#### Problem to solve
Report, as a bare number, how many lines in the data contain "white".

+++ Input data +++

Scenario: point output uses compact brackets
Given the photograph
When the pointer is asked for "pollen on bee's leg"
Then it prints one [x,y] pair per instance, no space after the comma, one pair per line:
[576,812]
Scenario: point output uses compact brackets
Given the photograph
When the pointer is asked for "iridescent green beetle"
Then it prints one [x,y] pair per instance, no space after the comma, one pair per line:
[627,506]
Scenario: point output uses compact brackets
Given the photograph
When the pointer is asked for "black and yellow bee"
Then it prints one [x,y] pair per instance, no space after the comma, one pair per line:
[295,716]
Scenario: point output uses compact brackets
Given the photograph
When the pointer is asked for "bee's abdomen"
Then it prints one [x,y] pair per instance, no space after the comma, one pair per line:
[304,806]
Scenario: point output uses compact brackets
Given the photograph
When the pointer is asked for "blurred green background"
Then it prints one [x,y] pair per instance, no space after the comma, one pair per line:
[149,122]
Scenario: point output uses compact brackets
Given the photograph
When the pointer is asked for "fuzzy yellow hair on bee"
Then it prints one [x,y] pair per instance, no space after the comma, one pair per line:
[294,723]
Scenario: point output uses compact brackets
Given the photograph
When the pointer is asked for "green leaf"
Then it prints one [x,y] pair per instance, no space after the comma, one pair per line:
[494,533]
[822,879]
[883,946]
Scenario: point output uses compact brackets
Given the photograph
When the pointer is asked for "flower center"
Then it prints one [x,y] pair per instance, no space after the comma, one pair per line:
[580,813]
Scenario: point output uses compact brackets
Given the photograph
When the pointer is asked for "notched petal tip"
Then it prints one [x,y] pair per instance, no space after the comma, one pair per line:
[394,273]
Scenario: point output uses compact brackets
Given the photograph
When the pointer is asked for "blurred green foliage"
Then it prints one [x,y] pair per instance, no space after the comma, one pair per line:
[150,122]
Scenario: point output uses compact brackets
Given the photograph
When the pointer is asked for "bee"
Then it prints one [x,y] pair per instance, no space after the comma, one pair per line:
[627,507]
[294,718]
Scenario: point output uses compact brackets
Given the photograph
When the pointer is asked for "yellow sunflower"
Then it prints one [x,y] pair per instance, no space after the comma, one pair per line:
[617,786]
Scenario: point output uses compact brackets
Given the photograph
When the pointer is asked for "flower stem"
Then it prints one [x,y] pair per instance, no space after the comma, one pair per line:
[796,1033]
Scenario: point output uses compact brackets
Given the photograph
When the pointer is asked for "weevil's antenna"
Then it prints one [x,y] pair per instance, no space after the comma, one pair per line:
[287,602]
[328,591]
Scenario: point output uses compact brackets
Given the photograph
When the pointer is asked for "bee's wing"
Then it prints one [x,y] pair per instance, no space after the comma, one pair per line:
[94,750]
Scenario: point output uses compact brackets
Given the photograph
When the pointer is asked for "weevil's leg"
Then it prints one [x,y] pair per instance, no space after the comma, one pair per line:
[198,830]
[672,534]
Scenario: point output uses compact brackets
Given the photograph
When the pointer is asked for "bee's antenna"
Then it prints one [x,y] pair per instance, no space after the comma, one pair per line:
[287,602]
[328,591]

+++
+++ Input data +++

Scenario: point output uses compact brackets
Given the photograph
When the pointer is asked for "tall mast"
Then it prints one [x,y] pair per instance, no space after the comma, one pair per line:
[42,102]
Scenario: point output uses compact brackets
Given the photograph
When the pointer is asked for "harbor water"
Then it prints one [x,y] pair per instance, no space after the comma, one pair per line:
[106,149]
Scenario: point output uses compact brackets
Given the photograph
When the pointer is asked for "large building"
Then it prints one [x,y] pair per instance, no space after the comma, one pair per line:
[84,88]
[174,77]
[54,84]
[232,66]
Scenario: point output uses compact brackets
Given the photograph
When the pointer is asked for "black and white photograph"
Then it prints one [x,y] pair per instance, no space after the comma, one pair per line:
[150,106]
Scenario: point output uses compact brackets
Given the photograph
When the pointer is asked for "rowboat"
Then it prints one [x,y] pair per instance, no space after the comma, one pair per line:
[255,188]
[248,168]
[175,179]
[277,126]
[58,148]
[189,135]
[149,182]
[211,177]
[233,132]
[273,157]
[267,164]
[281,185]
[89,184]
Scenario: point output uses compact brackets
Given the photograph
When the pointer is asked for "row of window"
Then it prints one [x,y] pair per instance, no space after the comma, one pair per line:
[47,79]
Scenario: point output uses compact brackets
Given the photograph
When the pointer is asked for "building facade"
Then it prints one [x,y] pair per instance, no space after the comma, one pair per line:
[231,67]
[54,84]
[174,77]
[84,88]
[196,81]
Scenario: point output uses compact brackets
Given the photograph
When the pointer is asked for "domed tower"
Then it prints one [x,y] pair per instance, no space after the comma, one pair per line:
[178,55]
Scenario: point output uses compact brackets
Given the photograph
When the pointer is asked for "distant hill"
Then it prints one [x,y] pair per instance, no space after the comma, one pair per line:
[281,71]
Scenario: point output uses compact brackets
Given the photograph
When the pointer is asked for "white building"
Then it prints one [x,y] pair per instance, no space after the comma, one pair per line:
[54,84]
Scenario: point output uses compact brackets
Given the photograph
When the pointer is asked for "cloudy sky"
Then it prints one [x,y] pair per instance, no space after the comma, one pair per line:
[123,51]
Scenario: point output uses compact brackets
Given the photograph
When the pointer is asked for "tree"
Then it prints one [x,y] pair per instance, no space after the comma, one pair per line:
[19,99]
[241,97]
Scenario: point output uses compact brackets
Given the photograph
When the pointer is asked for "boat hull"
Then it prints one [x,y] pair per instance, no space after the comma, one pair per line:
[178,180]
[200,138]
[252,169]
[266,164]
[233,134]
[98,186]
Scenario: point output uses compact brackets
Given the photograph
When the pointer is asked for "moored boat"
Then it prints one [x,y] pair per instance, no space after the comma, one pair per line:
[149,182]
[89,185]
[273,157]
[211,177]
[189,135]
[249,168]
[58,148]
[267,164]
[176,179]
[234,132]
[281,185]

+++
+++ Input data +++

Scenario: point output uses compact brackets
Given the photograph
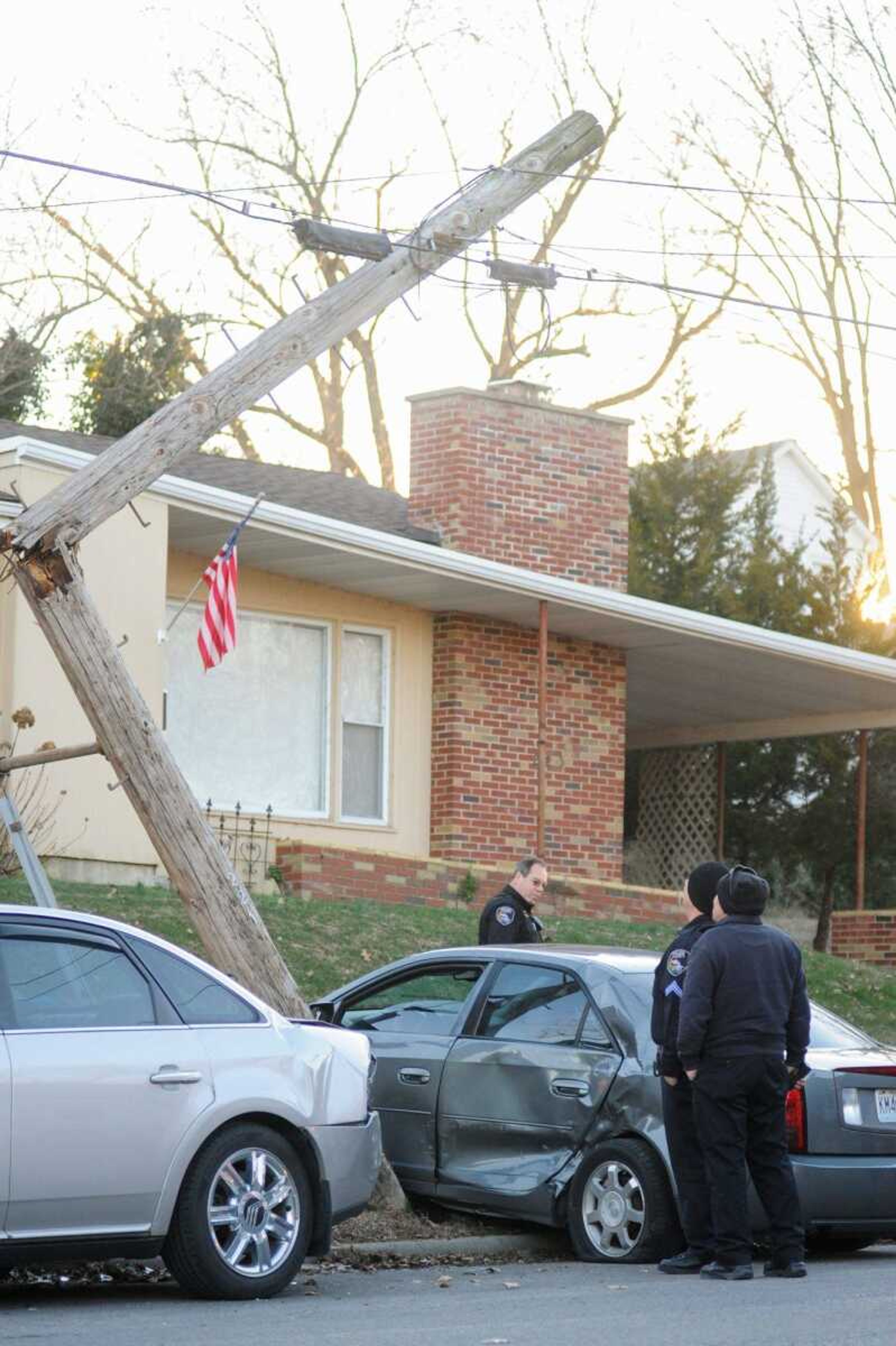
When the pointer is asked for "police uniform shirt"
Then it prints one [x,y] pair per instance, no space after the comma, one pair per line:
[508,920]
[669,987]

+++

#### Completed task
2